Gather every line of the data that contains the string "plate", and copy each such line in full. The match is case-sensitive.

::: Data to use :::

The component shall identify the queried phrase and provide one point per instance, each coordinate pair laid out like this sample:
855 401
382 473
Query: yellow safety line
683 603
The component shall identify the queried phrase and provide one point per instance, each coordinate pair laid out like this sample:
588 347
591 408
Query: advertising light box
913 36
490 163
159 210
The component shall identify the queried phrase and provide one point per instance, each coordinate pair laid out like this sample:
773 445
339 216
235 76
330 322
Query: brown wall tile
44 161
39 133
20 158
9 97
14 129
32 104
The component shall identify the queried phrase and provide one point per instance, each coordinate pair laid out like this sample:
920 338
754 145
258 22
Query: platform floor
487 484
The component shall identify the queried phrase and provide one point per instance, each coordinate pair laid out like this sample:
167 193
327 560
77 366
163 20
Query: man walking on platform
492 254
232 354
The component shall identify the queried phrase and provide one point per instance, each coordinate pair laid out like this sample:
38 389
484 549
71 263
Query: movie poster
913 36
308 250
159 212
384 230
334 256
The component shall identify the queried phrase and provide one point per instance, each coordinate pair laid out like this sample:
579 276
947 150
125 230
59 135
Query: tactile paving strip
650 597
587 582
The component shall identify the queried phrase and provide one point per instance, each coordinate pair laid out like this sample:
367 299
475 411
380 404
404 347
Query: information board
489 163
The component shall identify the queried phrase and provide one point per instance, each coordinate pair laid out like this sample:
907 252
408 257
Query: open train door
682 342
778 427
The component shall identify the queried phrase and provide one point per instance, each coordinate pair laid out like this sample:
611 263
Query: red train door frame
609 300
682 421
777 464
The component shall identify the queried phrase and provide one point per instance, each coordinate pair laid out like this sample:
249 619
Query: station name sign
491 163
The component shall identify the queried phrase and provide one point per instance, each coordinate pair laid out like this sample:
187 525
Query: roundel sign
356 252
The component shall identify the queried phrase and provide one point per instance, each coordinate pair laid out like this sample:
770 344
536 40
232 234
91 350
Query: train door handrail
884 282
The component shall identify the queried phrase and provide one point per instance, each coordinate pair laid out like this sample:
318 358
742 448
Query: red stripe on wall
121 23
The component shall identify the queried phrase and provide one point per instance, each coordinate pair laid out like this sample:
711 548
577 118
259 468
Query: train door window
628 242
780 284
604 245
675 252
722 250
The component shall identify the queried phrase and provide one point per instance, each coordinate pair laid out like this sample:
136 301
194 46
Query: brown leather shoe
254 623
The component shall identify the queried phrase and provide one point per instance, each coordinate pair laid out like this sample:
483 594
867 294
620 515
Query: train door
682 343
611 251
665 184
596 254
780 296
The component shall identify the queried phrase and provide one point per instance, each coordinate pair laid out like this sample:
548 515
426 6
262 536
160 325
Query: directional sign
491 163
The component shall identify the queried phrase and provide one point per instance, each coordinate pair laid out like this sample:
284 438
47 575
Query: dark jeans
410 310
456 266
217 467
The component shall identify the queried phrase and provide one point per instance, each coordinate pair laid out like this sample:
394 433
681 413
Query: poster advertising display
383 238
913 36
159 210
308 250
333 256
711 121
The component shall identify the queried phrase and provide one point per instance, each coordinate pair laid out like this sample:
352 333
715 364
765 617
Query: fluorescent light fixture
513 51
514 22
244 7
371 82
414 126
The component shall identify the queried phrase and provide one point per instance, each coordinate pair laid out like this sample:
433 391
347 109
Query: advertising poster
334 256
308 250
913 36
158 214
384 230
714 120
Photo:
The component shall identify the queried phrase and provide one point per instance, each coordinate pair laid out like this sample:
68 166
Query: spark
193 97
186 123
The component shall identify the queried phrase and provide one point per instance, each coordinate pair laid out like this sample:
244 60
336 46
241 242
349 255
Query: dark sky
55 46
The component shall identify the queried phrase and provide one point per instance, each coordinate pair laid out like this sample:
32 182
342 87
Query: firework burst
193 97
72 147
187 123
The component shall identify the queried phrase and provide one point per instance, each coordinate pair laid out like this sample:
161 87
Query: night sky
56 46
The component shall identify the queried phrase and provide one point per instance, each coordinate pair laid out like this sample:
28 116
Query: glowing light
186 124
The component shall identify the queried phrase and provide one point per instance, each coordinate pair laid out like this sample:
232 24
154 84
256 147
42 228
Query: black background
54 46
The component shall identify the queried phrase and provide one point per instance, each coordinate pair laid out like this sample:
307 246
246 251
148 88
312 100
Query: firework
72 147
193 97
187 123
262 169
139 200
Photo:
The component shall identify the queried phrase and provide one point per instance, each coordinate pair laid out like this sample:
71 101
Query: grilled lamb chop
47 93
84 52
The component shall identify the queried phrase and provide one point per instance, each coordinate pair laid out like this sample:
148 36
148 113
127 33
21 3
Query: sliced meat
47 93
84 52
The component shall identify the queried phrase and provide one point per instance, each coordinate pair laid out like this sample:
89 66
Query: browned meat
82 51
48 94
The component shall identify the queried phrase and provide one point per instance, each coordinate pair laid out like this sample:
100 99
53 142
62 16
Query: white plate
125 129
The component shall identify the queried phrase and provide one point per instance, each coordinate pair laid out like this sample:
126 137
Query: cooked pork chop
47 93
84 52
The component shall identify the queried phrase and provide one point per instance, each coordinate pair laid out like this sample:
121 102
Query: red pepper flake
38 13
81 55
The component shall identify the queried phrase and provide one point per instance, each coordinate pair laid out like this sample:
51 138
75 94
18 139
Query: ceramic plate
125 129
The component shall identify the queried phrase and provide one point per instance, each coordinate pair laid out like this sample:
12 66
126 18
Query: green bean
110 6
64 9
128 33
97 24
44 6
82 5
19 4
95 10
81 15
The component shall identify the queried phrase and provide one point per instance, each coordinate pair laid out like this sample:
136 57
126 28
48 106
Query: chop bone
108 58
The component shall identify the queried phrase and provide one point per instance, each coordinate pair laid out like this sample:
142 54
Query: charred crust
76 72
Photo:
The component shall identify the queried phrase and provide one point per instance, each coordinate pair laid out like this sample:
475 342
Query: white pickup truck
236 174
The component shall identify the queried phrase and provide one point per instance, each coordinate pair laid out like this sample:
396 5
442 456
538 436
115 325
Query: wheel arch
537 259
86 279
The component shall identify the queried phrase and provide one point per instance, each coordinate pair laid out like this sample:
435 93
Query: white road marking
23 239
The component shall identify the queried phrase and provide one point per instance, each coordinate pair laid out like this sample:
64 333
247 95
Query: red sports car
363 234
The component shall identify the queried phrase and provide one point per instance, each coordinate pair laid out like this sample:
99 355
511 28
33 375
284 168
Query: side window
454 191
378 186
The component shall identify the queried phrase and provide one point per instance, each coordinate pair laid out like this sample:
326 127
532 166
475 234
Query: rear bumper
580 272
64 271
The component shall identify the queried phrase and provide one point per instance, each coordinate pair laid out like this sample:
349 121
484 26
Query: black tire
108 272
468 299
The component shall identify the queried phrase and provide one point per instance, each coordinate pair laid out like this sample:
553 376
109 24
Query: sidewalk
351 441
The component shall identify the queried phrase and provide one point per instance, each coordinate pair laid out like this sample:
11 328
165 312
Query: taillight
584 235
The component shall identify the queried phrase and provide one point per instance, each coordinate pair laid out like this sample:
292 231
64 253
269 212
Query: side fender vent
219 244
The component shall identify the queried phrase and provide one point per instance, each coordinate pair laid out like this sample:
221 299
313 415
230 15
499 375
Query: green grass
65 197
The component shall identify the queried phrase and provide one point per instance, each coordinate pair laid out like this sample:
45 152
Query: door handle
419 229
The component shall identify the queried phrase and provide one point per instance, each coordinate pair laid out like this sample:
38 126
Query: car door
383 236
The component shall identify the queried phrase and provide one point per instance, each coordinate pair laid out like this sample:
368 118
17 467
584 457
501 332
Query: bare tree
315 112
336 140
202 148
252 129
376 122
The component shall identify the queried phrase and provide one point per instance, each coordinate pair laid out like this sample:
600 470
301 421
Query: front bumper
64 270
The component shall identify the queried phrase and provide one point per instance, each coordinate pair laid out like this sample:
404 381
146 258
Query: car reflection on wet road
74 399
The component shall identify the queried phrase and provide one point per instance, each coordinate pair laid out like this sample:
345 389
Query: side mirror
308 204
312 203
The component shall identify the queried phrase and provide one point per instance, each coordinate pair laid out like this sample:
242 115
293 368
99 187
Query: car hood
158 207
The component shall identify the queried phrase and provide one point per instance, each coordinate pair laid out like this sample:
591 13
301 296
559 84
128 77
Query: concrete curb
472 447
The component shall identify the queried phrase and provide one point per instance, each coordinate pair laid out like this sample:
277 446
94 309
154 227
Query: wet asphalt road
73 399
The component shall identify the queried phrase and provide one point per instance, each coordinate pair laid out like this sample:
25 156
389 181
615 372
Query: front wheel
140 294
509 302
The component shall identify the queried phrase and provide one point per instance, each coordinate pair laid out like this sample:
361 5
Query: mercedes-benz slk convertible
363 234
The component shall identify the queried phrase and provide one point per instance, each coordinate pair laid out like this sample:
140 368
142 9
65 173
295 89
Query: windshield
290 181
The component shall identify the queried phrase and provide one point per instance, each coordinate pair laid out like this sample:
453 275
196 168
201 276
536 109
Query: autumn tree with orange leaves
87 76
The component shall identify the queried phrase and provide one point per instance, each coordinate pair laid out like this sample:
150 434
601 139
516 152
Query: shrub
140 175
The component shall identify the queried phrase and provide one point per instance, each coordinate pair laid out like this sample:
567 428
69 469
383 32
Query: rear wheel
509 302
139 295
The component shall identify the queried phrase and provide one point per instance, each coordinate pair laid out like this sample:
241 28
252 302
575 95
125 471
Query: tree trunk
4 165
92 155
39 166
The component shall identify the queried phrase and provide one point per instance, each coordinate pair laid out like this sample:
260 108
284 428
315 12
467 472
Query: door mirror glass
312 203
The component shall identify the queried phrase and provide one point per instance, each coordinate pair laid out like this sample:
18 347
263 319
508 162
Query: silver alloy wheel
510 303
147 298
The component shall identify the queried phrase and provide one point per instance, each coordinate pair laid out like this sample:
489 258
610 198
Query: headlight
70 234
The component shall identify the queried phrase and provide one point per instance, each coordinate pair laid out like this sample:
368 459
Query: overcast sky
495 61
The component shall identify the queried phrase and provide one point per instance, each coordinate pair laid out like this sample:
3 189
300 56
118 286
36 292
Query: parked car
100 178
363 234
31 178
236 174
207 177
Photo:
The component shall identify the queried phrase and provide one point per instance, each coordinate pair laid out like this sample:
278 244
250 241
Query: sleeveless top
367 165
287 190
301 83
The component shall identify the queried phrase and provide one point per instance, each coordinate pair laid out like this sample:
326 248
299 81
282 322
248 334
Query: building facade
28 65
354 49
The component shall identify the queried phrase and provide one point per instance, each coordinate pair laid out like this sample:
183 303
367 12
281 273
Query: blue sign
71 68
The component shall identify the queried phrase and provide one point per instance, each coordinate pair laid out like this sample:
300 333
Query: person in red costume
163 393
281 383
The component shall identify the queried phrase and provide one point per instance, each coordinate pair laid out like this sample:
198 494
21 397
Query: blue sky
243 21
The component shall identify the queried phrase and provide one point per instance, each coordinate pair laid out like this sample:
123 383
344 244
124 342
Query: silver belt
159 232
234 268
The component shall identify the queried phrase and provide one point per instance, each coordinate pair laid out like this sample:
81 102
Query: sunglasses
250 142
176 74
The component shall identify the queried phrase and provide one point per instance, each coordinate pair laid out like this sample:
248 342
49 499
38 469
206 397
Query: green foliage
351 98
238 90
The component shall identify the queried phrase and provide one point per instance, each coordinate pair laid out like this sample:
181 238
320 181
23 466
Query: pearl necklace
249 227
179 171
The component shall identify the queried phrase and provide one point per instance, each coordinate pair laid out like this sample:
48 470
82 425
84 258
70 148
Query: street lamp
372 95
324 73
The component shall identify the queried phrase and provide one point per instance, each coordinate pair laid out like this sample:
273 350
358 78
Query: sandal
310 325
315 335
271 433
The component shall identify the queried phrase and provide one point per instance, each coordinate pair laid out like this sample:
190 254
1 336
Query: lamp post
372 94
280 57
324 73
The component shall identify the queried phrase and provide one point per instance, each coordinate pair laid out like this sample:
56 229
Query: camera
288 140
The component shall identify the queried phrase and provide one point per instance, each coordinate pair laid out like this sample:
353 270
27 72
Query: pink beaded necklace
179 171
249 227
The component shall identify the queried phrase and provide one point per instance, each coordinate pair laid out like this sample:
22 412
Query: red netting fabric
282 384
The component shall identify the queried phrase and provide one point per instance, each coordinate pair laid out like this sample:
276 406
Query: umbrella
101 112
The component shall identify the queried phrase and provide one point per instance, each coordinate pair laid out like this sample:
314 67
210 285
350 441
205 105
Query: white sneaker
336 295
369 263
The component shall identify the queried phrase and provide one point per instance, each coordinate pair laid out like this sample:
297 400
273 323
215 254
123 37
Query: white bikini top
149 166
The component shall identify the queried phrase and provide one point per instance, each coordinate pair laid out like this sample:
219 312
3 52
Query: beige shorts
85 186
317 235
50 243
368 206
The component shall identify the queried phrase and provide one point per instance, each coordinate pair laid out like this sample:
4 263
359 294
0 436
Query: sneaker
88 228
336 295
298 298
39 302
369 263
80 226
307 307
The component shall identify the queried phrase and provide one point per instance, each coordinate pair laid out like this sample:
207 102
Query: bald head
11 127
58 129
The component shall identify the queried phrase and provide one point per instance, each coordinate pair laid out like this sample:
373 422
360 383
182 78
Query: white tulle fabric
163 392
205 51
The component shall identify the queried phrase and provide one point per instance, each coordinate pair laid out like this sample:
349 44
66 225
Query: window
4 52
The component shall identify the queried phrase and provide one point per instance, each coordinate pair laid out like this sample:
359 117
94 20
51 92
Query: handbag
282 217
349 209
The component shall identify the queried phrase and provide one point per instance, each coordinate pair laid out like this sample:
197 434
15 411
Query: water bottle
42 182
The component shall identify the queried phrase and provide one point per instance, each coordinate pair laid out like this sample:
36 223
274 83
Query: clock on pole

:::

• Worked solution
Query: white plate
Query: ceramic plate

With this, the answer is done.